━━━━━ RECORDED DATA ━━━━━

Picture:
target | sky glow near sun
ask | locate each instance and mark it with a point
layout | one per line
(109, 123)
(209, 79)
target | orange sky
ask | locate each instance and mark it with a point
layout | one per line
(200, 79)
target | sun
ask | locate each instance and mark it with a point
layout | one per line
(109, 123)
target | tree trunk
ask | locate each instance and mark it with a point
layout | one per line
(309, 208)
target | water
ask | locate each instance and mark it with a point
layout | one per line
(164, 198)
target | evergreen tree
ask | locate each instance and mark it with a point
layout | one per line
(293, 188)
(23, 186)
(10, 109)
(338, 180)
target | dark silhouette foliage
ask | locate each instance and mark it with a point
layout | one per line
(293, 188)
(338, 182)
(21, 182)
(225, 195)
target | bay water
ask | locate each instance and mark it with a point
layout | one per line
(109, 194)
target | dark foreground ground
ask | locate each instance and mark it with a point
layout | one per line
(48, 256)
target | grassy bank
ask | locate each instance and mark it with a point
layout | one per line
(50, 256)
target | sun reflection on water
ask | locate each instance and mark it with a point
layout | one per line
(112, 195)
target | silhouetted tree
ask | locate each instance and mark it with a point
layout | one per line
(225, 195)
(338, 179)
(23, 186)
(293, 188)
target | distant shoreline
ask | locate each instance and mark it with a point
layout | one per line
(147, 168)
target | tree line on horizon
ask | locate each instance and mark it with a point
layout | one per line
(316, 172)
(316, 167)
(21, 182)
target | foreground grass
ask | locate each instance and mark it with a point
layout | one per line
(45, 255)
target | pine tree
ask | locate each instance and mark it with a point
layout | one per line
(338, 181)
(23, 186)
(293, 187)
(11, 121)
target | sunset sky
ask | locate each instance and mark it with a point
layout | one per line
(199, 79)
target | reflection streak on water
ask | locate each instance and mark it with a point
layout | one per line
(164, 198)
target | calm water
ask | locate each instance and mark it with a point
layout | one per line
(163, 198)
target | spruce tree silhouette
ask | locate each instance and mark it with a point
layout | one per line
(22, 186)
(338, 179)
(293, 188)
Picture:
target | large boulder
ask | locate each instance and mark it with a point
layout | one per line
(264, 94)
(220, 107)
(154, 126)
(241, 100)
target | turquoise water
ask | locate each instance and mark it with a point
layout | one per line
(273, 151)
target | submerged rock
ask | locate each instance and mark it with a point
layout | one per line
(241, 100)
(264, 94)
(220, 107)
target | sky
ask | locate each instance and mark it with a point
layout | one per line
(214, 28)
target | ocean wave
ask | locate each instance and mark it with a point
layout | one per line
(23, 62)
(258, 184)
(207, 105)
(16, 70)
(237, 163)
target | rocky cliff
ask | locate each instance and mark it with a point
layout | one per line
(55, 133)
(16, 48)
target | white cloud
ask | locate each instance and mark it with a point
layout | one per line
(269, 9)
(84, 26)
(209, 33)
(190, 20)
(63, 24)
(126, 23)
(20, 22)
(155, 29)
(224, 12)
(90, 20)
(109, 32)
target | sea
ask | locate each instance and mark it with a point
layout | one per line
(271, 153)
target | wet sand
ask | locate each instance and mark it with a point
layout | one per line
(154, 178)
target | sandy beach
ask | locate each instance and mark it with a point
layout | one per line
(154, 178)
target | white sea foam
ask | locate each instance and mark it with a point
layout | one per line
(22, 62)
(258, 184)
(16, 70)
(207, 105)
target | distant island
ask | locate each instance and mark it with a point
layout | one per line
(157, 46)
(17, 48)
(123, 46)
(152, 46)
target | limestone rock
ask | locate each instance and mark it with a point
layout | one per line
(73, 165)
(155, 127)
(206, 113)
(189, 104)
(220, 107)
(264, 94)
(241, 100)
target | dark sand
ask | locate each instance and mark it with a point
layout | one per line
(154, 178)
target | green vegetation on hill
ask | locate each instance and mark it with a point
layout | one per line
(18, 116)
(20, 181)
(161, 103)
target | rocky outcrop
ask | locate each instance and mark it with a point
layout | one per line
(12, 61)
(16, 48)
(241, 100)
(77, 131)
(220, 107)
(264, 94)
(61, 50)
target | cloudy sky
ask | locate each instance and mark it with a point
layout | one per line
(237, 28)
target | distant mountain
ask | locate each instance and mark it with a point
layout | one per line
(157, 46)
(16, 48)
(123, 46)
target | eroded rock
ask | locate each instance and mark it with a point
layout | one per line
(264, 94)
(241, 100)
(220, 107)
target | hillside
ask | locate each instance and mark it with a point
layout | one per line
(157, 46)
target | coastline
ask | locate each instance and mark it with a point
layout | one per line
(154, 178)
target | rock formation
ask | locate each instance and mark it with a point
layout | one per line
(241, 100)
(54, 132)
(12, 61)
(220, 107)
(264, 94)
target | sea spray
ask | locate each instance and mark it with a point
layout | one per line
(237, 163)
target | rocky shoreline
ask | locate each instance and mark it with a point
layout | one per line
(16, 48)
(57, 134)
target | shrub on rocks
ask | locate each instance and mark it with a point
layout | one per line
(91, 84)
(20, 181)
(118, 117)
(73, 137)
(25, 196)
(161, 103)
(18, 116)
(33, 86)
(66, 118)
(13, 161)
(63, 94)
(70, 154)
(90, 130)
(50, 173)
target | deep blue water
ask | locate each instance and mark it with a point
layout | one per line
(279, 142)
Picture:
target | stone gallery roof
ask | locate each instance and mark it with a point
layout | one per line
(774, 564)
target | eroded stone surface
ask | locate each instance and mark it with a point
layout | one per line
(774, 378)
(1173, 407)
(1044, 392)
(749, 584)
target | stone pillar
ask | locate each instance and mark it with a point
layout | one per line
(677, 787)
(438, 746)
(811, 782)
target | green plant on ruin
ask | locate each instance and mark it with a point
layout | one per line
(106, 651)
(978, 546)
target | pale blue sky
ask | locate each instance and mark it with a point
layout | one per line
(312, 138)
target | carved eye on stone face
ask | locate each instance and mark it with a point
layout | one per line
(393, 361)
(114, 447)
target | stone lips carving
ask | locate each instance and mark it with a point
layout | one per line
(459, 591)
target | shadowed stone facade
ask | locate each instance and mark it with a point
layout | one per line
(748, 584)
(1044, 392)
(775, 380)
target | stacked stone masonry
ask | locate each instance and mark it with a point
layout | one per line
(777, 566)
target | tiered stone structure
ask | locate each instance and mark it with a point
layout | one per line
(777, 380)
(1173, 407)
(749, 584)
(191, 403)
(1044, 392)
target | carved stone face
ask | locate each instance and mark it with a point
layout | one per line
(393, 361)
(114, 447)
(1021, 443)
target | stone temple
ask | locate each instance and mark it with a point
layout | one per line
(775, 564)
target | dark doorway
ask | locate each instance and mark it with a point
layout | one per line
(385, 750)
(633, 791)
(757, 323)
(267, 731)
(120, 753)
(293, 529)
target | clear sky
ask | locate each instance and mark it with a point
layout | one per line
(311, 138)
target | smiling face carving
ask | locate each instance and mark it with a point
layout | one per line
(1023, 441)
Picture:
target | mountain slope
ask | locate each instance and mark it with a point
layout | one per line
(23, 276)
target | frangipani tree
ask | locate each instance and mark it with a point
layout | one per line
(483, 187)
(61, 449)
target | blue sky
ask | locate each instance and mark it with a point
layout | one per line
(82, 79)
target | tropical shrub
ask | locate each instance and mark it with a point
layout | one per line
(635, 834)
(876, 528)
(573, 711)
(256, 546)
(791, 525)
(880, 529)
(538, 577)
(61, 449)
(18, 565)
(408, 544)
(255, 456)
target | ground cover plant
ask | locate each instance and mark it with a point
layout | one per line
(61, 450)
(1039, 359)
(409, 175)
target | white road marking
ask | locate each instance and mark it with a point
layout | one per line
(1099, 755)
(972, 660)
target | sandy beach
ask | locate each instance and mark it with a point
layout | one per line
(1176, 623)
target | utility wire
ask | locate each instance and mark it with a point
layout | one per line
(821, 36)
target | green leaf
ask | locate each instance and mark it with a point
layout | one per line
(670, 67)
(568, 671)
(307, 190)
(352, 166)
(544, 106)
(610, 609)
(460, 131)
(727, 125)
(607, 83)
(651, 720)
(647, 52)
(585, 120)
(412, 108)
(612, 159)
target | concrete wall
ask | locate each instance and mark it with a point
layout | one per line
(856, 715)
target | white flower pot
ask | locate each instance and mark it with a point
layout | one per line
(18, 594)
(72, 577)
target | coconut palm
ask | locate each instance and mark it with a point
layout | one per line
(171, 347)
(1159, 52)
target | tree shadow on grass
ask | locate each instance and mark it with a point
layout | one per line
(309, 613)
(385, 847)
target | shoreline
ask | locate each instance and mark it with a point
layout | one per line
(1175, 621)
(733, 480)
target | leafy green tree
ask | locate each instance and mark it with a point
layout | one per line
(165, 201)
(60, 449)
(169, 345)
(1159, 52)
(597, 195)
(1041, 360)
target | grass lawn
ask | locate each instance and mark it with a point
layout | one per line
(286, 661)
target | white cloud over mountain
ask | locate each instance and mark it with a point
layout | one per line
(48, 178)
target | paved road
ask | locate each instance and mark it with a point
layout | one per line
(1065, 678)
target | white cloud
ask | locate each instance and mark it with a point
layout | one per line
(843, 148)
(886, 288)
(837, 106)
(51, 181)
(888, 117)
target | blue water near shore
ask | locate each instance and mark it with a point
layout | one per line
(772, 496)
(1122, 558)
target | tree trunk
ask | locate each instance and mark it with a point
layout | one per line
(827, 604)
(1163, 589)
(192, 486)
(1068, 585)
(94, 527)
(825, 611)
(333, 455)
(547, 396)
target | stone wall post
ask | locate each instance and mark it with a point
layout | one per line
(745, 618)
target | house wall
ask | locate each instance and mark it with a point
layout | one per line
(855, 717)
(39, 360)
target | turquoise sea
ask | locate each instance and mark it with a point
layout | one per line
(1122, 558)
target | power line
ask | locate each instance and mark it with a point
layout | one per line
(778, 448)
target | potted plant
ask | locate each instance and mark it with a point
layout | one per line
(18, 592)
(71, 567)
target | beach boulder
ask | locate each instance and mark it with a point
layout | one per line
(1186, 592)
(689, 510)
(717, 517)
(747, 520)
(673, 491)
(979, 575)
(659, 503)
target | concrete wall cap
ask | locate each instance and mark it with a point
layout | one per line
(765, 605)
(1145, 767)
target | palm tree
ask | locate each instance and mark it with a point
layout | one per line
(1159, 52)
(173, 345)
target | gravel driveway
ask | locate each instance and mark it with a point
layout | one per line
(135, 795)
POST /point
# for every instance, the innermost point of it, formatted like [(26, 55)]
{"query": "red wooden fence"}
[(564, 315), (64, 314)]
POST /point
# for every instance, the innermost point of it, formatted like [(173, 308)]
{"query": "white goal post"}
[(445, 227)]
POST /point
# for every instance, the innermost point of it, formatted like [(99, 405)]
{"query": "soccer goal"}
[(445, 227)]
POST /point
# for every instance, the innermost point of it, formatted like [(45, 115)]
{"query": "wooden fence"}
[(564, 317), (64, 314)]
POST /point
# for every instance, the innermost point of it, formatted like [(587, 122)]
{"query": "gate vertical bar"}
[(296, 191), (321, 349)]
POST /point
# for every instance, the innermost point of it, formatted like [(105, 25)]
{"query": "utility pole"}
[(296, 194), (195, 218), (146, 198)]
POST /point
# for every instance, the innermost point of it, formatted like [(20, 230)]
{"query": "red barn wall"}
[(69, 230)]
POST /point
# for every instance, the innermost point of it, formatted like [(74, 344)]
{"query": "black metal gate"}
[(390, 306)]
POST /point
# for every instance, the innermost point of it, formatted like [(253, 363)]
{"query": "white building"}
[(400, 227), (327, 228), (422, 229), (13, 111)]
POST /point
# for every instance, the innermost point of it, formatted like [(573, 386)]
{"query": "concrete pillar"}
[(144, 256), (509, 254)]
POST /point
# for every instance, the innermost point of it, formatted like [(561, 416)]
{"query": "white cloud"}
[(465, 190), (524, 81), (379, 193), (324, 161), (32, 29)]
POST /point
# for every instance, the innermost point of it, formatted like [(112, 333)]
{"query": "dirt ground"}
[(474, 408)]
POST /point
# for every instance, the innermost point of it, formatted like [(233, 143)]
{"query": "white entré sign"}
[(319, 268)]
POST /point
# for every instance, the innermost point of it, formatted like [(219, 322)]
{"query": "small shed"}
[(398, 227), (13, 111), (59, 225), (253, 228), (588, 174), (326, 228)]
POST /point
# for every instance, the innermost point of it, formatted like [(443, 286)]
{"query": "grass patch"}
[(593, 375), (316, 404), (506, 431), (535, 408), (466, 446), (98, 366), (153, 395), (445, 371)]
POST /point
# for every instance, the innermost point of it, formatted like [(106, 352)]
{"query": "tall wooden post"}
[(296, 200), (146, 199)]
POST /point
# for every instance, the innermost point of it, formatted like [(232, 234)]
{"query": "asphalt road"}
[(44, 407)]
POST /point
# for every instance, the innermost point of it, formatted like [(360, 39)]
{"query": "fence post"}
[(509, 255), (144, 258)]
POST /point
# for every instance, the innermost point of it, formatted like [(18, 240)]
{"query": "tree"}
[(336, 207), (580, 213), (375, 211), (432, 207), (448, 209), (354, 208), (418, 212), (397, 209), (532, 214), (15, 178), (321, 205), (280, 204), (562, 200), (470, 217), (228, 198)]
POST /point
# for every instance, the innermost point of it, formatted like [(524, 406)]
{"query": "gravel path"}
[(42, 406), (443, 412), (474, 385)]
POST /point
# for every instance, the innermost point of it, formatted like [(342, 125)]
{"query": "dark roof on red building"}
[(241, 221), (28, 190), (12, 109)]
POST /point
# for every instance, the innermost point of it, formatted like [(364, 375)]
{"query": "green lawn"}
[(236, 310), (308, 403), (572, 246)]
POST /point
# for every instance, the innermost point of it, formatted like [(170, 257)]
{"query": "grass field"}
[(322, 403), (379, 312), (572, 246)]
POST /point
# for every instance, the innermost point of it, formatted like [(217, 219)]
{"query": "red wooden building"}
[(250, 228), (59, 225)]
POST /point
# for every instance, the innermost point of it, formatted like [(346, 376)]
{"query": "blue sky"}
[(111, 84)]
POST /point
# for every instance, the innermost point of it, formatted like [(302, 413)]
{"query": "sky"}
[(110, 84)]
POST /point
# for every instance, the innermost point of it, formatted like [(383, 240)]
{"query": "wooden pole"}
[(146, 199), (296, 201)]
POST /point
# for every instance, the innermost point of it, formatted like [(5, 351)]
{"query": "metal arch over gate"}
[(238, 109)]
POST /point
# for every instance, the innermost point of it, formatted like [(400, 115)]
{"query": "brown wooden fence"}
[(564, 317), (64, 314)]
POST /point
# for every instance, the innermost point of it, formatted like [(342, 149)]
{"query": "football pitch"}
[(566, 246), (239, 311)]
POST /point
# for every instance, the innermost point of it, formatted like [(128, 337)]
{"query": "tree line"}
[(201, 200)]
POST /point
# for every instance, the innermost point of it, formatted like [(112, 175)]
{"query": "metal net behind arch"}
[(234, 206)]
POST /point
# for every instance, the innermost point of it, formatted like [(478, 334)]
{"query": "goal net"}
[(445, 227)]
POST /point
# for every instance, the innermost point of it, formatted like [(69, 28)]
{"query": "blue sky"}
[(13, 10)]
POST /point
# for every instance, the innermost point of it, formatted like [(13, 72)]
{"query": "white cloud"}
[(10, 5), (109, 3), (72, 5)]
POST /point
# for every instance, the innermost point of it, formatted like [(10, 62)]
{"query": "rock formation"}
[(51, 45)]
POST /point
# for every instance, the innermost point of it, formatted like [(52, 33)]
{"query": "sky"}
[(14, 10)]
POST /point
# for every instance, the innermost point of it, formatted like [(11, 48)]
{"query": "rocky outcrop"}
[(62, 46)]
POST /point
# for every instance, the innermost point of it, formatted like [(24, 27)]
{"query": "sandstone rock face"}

━━━━━

# [WORK TASK]
Above are the records; please copy exactly their first line and each line after it through the line containing "target | water", and no line after that.

# [ANSWER TO THIS PROBLEM]
Picture:
target | sky glow near sun
ask | locate each instance and mark it with a point
layout | one per line
(109, 123)
(209, 79)
target | orange sky
ask | locate each instance and mark it with a point
layout | one per line
(200, 79)
target | sun
ask | locate each instance and mark it with a point
layout | one per line
(109, 123)
target | tree trunk
ask | locate each instance and mark it with a point
layout | one per line
(309, 208)
target | water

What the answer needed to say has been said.